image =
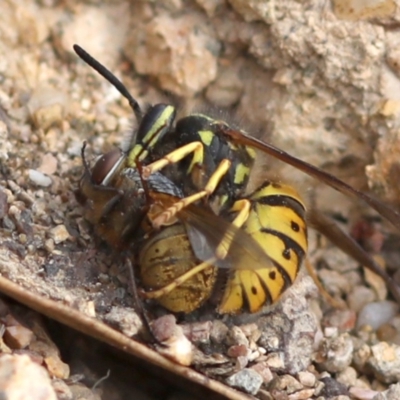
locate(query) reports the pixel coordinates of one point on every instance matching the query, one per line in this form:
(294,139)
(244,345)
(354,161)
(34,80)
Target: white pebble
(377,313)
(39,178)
==
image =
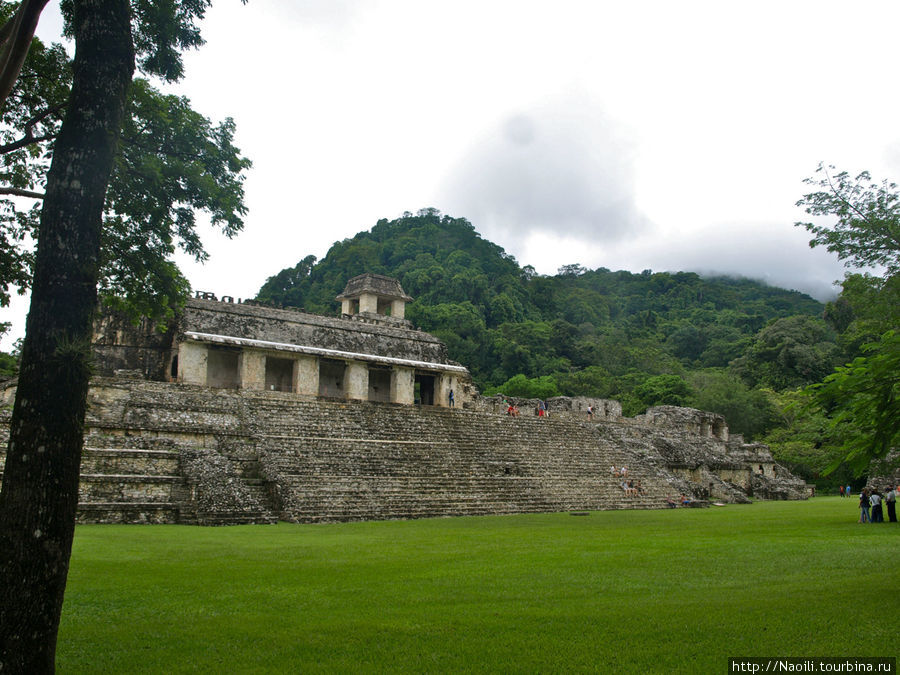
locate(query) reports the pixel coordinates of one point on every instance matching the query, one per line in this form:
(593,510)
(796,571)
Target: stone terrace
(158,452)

> _Instructions for the task_: Report each line of the entries above that contains the string "Target", copying every such line in full.

> _Correct output_:
Target: white pebble
Target: stone terrace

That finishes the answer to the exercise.